Try it:
Within the listing that follows, how many lines contain the word "below"? Only the number is wanted.
======== Given data ========
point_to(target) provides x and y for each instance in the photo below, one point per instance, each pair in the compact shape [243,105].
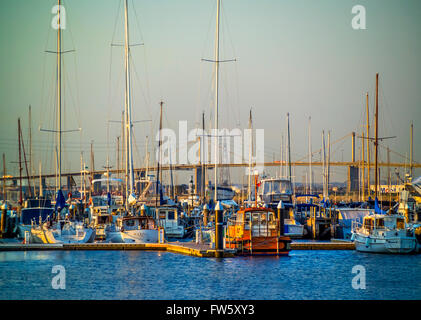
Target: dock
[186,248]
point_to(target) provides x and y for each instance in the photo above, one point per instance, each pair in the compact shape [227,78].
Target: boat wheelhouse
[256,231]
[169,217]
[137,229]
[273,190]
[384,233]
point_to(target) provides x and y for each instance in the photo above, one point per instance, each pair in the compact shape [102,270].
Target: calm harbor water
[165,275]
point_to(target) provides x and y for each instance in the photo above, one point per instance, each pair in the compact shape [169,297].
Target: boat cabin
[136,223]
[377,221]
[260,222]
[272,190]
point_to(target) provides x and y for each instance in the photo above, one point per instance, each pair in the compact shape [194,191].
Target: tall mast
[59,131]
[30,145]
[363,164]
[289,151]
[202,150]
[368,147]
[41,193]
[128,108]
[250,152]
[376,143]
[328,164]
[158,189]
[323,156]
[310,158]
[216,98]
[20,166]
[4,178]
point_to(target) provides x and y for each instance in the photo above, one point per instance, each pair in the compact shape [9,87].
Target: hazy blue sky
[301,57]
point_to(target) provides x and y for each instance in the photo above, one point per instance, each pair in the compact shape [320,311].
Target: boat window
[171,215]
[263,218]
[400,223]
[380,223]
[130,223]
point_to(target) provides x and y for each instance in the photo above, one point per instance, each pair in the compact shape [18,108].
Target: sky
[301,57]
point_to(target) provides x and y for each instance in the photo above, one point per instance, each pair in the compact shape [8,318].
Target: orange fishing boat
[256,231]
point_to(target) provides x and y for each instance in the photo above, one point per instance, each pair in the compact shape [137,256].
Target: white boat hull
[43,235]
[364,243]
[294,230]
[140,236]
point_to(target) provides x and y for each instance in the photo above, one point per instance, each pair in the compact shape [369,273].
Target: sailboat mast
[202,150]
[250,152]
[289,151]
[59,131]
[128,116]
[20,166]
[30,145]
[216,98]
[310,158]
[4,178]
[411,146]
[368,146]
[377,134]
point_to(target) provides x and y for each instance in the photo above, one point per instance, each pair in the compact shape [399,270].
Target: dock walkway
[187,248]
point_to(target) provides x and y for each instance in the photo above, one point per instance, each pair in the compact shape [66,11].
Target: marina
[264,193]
========
======== Given data ========
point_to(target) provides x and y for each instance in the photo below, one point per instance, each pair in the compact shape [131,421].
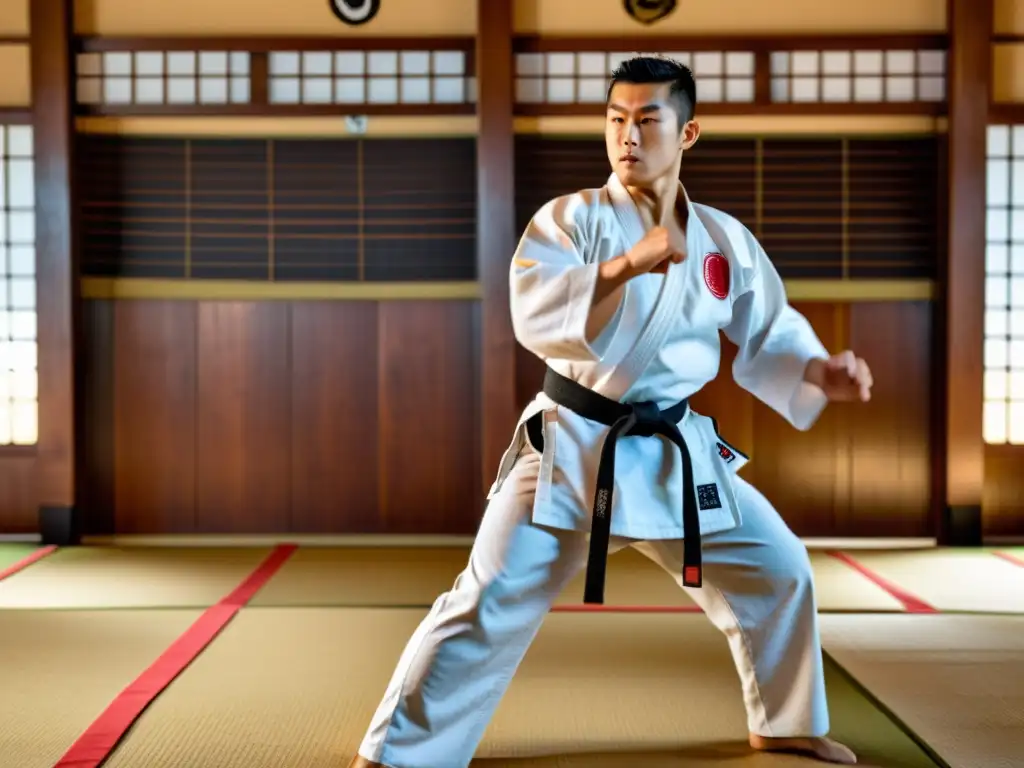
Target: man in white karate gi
========
======== Given data ========
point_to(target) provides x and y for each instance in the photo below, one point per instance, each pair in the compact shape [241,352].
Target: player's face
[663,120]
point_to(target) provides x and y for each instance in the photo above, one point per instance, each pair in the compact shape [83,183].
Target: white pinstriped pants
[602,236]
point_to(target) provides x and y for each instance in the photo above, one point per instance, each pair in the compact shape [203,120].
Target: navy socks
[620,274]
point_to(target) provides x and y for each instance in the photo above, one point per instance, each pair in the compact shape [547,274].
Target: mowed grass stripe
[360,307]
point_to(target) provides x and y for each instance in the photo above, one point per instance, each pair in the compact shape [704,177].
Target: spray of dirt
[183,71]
========
Response for this exercise:
3